▶ [What you have to do] Look through the data below, and copy each line that carries the word "robe".

▶ [Saved data entries]
************

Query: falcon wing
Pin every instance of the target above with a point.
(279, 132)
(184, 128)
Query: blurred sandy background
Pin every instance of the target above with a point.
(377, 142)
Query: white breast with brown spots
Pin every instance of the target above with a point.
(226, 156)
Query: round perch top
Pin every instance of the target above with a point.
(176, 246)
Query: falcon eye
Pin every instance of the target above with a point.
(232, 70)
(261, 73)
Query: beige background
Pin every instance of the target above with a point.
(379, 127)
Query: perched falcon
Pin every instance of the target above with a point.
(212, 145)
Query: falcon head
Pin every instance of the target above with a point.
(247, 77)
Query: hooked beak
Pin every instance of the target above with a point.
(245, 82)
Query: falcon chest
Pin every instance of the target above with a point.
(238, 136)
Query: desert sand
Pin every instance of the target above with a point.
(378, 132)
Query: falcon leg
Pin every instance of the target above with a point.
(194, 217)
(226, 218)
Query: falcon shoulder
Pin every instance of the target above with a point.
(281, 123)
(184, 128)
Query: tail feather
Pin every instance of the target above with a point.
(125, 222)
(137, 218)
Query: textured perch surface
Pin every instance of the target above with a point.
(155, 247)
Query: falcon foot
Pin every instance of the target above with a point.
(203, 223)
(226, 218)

************

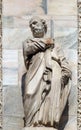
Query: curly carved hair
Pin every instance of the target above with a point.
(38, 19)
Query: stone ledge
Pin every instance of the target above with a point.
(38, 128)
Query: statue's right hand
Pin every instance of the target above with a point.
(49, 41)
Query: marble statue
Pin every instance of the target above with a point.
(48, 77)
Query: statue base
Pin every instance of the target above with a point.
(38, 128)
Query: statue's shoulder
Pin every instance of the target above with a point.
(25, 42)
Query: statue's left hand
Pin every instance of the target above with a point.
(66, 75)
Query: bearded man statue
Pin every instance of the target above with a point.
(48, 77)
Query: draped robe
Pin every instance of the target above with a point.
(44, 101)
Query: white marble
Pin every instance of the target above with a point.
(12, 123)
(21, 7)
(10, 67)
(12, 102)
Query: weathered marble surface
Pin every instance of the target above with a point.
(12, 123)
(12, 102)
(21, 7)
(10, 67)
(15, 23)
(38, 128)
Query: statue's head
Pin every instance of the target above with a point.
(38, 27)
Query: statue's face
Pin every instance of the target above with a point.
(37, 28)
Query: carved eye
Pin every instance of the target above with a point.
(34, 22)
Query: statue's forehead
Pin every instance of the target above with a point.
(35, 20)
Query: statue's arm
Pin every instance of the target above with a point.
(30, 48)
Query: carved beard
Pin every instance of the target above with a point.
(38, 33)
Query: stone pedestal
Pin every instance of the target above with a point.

************

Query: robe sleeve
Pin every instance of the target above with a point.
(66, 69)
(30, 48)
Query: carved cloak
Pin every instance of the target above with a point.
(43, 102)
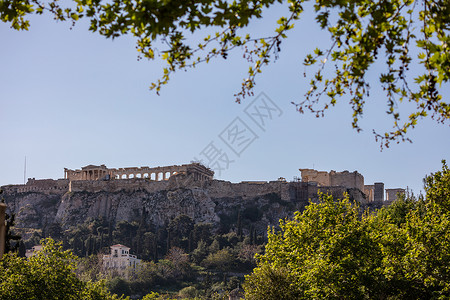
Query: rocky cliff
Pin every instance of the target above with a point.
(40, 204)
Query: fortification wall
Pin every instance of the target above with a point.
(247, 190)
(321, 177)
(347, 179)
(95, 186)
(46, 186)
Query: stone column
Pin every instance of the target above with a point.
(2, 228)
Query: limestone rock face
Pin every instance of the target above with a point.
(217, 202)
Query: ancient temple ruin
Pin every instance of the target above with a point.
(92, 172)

************

▶ [Solution to this problem]
Query: draped robe
Query: robe sleeve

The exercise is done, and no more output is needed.